══ RECORDS FOR THIS EXERCISE
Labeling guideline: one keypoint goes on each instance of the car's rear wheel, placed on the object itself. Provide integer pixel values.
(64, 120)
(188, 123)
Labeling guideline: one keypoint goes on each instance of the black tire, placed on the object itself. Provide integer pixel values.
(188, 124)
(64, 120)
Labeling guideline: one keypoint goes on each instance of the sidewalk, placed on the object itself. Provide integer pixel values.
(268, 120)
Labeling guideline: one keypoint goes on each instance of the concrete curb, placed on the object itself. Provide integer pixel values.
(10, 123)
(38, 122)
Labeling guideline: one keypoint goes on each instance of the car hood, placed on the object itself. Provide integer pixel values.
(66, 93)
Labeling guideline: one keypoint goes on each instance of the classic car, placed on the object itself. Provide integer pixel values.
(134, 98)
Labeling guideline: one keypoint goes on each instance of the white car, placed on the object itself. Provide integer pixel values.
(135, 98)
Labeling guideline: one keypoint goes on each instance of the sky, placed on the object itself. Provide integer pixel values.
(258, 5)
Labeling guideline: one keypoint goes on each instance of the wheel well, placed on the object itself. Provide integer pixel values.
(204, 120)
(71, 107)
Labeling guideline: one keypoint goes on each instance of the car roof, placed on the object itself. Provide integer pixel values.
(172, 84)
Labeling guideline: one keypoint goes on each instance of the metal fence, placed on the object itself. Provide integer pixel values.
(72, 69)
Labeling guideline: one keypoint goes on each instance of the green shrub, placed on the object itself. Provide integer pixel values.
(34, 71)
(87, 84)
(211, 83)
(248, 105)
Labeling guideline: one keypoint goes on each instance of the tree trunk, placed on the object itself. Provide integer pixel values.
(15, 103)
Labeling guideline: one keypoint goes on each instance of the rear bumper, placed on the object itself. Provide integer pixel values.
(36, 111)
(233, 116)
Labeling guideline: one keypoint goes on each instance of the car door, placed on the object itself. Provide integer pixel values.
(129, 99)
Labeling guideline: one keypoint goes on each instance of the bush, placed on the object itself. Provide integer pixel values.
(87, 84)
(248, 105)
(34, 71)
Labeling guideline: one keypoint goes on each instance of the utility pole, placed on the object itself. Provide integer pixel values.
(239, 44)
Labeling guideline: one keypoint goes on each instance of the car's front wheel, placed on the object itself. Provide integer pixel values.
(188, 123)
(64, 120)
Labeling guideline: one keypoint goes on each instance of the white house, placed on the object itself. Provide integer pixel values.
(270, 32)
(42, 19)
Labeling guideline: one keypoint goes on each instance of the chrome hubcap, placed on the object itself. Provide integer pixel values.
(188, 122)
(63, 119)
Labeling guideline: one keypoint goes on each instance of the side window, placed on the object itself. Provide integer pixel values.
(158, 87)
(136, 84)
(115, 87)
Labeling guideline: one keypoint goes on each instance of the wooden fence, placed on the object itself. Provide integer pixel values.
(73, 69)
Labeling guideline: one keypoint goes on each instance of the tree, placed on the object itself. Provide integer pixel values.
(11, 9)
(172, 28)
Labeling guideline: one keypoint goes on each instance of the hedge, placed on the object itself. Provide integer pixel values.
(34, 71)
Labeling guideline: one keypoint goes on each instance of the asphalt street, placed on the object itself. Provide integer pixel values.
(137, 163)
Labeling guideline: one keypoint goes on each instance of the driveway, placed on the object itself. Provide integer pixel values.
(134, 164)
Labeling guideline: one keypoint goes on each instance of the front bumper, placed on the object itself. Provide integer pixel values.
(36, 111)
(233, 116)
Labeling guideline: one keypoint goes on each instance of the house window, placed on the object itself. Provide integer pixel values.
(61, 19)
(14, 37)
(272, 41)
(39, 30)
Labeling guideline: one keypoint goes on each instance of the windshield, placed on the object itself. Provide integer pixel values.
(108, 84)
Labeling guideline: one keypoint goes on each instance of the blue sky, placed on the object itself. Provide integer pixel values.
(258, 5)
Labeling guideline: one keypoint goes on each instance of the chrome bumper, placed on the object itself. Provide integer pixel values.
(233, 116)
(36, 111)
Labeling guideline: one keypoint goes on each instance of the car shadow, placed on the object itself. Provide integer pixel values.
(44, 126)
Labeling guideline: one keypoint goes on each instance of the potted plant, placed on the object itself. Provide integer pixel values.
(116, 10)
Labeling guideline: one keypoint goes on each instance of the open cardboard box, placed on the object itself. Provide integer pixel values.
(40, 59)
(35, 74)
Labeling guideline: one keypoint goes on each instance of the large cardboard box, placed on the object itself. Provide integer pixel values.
════
**THE REQUEST**
Return each entry from above without altering a single character.

**THE ANSWER**
Labeling guideline: one keypoint goes on each instance of the car's rear wheel, placed on the object itself. Provide integer pixel values.
(64, 120)
(188, 123)
Labeling guideline: one keypoint goes on each instance of the black tire, placed on the object itself. Provide integer pixel values.
(188, 124)
(64, 120)
Labeling guideline: one keypoint goes on each instance of the sidewalk, placed on the object itself. Provide integer pixel values.
(268, 120)
Labeling guideline: one keypoint goes on each instance of the concrete curb, placed on the object itself. Provide integer pixel values.
(10, 123)
(38, 122)
Labeling guideline: one keypoint goes on each instance of the car hood, placed on the object itself. Provide integer pixel values.
(66, 93)
Labeling guideline: one keypoint goes on each instance of the classic car, placed on the object itself. Provide integer pixel values.
(134, 98)
Labeling guideline: one keypoint goes on each instance of the white car, placed on the object itself. Provide integer pixel values.
(135, 98)
Labeling guideline: one keypoint goes on each instance of the sky, placed on the object itself. Provide integer pixel values.
(258, 5)
Labeling guideline: one keypoint goes on each instance of the wheel well, placed on the object itself. Provide integer pixel values.
(204, 120)
(71, 107)
Labeling guideline: one keypoint goes on each instance of the car roof, placed on the object itself. Provide integer pixel values.
(172, 84)
Labeling guideline: one keypoint goes on each instance of the metal fence, placed on the object itself. Provide integer pixel values.
(72, 69)
Labeling guideline: one keypoint goes on each instance of the green shrub, placed on the object itself. Provide integer pixel values.
(34, 71)
(87, 84)
(211, 83)
(248, 105)
Labeling guideline: one keypoint goes on each instance of the tree trunk, placed on the object itself. Provide integer pixel values.
(15, 103)
Labeling guideline: one keypoint goes on each instance of the rear bumper, placed on the object itself. Provide integer pixel values.
(36, 111)
(233, 116)
Labeling guideline: one keypoint goes on each instance of the car door, placed on the object itself. Provide integer pixel values.
(129, 99)
Labeling guideline: one keypoint goes on each instance of the bush, placed on the object itself. Provide integer pixel values.
(87, 84)
(248, 105)
(34, 71)
Labeling guideline: one keypoint goes on each instance of the utility pole, placed on the object itself. Provide integer pixel values.
(239, 44)
Labeling guideline: one keypoint goes on each instance of the car's front wheel, placed on the object itself. Provide integer pixel values.
(188, 123)
(64, 120)
Labeling guideline: one keypoint goes on each instance of the white house, placed on the object itself. Provide integer pixel values.
(270, 32)
(42, 19)
Labeling guideline: one keypoint goes on each instance of the chrome hubcap, placed on the object itself. Provide integer pixel values.
(188, 122)
(63, 119)
Labeling guideline: one keypoint goes on each instance of the side window, placed on the object itself. Provide integer pixel values.
(158, 87)
(136, 84)
(115, 87)
Labeling guideline: one keypoint goes on each instance of the wooden fence, placed on the object itself. Provide integer pixel values.
(73, 69)
Labeling guideline: one keypoint goes on each instance of the tree, placed on the object itself. Provide integer pixel values.
(11, 9)
(172, 28)
Labeling guideline: one keypoint goes on each instance of the hedge, placed on the object itself. Provide integer pixel values.
(34, 71)
Labeling guideline: one keypoint goes on each instance of the asphalt street, placed on the object itself. Provide integer pixel values.
(137, 163)
Labeling guideline: one keypoint goes on each instance of the driveway, placed on the object itself. Provide integer pixel values.
(134, 164)
Labeling guideline: one keypoint goes on each instance of the front bumper, placed on the object itself. Provide integer pixel values.
(36, 111)
(233, 116)
Labeling guideline: one keypoint goes on each instance of the house window, placed on the object itself. Provide integer pixel values.
(61, 19)
(14, 37)
(272, 41)
(39, 30)
Labeling guideline: one keypoint goes on each instance of the windshield, placed on the object itself. Provide integer pixel values.
(108, 84)
Labeling guideline: one keypoint goes on each instance of the blue sky, placed on the object itself. Provide integer pixel values.
(258, 5)
Labeling guideline: one keypoint goes on each instance of the chrome bumper, placed on the object itself. Provide integer pixel values.
(233, 116)
(36, 111)
Labeling guideline: one keypoint goes on each instance of the car shadow, placed on the object itself. Provide integer pixel values.
(44, 126)
Labeling guideline: one keypoint goes on each instance of the potted plant, placed on the object itself. Provide integer pixel values.
(116, 10)
Labeling guideline: one keypoint goes on each instance of the open cardboard box, placed on the object itself. Provide integer pixel values.
(40, 59)
(35, 74)
Labeling guideline: one keypoint goes on each instance of the large cardboard box, placed on the object itself. Provide integer pixel values.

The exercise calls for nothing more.